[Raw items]
____________

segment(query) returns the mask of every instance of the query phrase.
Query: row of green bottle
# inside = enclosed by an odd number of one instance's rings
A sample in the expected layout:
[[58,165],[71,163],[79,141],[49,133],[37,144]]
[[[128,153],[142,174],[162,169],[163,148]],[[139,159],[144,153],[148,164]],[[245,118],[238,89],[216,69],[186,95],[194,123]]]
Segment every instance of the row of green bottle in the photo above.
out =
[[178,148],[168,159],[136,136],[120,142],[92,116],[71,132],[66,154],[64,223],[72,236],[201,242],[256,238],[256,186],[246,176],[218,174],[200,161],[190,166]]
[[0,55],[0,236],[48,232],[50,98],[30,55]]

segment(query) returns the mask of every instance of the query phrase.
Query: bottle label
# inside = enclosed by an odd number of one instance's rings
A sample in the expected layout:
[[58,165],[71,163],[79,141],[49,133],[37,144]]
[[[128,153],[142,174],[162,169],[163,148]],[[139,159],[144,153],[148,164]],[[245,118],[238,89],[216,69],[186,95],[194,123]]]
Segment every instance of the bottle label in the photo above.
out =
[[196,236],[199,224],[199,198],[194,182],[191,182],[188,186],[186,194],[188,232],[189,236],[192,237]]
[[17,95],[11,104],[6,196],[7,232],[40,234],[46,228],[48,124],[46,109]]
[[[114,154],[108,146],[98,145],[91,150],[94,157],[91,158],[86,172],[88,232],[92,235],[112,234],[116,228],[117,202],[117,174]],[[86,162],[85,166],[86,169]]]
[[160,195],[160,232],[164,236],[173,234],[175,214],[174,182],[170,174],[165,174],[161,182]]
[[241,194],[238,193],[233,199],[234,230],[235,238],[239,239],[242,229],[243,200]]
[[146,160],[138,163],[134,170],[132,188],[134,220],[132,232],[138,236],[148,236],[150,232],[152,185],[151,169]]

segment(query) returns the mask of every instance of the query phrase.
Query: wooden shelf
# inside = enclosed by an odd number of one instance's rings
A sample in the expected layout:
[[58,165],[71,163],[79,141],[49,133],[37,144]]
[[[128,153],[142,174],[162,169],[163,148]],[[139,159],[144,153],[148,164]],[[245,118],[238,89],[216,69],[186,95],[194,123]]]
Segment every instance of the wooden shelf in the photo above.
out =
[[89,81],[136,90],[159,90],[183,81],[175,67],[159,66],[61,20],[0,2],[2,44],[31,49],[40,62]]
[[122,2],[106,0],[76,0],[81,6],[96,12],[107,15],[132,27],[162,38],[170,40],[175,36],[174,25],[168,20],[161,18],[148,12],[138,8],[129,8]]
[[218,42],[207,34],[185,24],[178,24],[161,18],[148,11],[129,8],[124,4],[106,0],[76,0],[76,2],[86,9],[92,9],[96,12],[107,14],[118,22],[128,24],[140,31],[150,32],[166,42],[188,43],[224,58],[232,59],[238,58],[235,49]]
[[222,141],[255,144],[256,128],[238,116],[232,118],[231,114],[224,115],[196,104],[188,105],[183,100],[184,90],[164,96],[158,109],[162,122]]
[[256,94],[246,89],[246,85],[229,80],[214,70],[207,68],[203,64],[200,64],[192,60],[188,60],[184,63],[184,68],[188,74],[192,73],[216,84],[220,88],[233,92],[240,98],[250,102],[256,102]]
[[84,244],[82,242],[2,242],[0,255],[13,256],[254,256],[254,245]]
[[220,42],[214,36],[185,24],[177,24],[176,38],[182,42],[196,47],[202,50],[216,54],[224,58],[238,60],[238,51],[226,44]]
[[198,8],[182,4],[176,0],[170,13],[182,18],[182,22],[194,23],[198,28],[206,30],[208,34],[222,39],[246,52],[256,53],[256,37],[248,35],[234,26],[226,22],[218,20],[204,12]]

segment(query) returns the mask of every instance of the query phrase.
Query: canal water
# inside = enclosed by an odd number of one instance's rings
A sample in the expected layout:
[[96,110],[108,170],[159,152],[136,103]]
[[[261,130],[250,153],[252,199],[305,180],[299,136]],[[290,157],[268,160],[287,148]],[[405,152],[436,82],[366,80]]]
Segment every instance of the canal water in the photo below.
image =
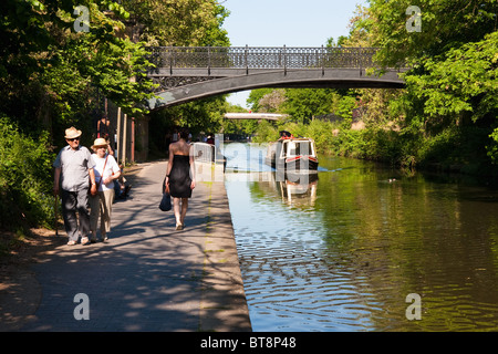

____________

**Stated goal**.
Render every line of the items above as a Markdown table with the columns "Row" and "Line", numbering the rows and omitting blank lines. Leave the pictures out of the table.

**Full response**.
| Row | Line |
|---|---|
| 1 | segment(query) returns the mask of every instance of the query phrase. |
| 2 | Query: row of green bottle |
| 3 | # inside = enclosed by an odd number of one instance's rings |
| 4 | A sample in the expected layout: |
| 5 | [[58,165],[71,163],[79,141],[49,133],[37,144]] |
| 6 | [[[128,153],[142,174],[162,169],[163,148]],[[139,159],[144,153],[148,164]],[[245,118],[238,89],[216,69],[186,95],[194,123]]] |
| 7 | Segment every instance of the row of green bottle in the photo above. |
| 8 | out = |
| 9 | [[178,148],[168,159],[136,136],[120,142],[92,116],[71,132],[66,154],[64,223],[72,236],[201,242],[256,238],[256,186],[246,176],[218,174],[200,161],[190,166]] |
| 10 | [[0,55],[0,236],[48,232],[50,98],[30,55]] |
| 11 | segment(query) returns the mask of every instance of the query phrase. |
| 12 | Query: bottle label |
| 13 | # inside = enclosed by an odd number of one instance's rings |
| 14 | A sample in the expected layout: |
| 15 | [[58,165],[71,163],[79,141],[49,133],[37,144]] |
| 16 | [[[128,153],[142,174],[162,169],[163,148]],[[139,159],[144,153],[148,164]],[[245,118],[238,89],[216,69],[186,95],[194,123]]] |
| 17 | Segment every instance of the bottle label in the photo above. |
| 18 | out = |
| 19 | [[196,236],[199,224],[199,198],[194,182],[191,182],[188,186],[186,194],[188,232],[189,236],[192,237]] |
| 20 | [[17,95],[11,104],[6,196],[7,232],[40,234],[46,228],[48,124],[46,109]] |
| 21 | [[[114,154],[108,146],[98,145],[91,150],[94,157],[91,158],[86,172],[88,232],[92,235],[112,234],[116,228],[117,202],[117,174]],[[86,162],[85,166],[86,169]]] |
| 22 | [[160,195],[160,232],[164,236],[173,234],[175,214],[174,182],[170,174],[165,174],[161,182]] |
| 23 | [[241,194],[238,193],[233,199],[234,230],[235,238],[239,239],[242,229],[243,200]] |
| 24 | [[146,160],[138,163],[134,170],[132,188],[134,220],[132,232],[138,236],[148,236],[150,232],[152,185],[151,169]] |
| 25 | segment(query) returns the mask of every instance of the query phrase. |
| 26 | Query: wooden shelf |
| 27 | # inside = enclosed by an odd number of one instance's rings |
| 28 | A sample in the expected layout: |
| 29 | [[58,165],[71,163],[79,141],[49,133],[37,144]] |
| 30 | [[[128,153],[142,174],[162,169],[163,148]],[[139,159],[144,153],[148,164]],[[245,118],[238,89],[216,69],[186,95],[194,123]]] |
| 31 | Segment every instance of the wooden shelf in the photo above. |
| 32 | out = |
| 33 | [[89,81],[136,90],[159,90],[183,81],[175,67],[159,66],[61,20],[0,2],[2,44],[31,49],[40,62]] |
| 34 | [[122,2],[106,0],[76,0],[81,6],[96,12],[107,15],[132,27],[162,38],[170,40],[175,36],[174,25],[168,20],[161,18],[148,12],[138,8],[129,8]] |
| 35 | [[218,42],[207,34],[185,24],[178,24],[161,18],[148,11],[129,8],[124,4],[106,0],[76,0],[76,2],[86,9],[92,9],[96,12],[107,14],[118,22],[128,24],[140,31],[150,32],[166,42],[188,43],[224,58],[232,59],[238,58],[235,49]] |
| 36 | [[222,141],[255,144],[256,128],[238,116],[232,118],[231,114],[224,115],[196,104],[188,105],[183,100],[184,90],[164,96],[158,109],[162,122]] |
| 37 | [[256,94],[246,89],[246,85],[229,80],[214,70],[207,68],[203,64],[200,64],[192,60],[188,60],[184,63],[184,68],[188,74],[192,73],[216,84],[220,88],[233,92],[240,98],[250,102],[256,102]] |
| 38 | [[84,244],[82,242],[2,242],[0,255],[13,256],[254,256],[254,245]] |
| 39 | [[220,42],[214,36],[185,24],[177,24],[176,38],[182,42],[196,47],[202,50],[216,54],[224,58],[238,60],[238,51],[226,44]] |
| 40 | [[198,8],[182,4],[176,0],[170,13],[182,18],[182,22],[194,23],[198,28],[206,30],[208,34],[222,39],[246,52],[256,53],[256,37],[248,35],[234,26],[226,22],[218,20],[204,12]] |
| 41 | segment(query) returns the mask of every instance of the query phrase. |
| 42 | Query: canal water |
| 43 | # inside = enclosed by an odd number of one instance's rings |
| 44 | A sample in the expected layout: |
| 45 | [[96,110],[108,170],[159,152],[136,103]] |
| 46 | [[[261,130],[250,153],[252,199],[305,180],[299,136]],[[290,157],[268,160],[287,148]],[[405,152],[436,82],[366,80]]] |
| 47 | Segment every instance of the canal water in the photo below. |
| 48 | image = |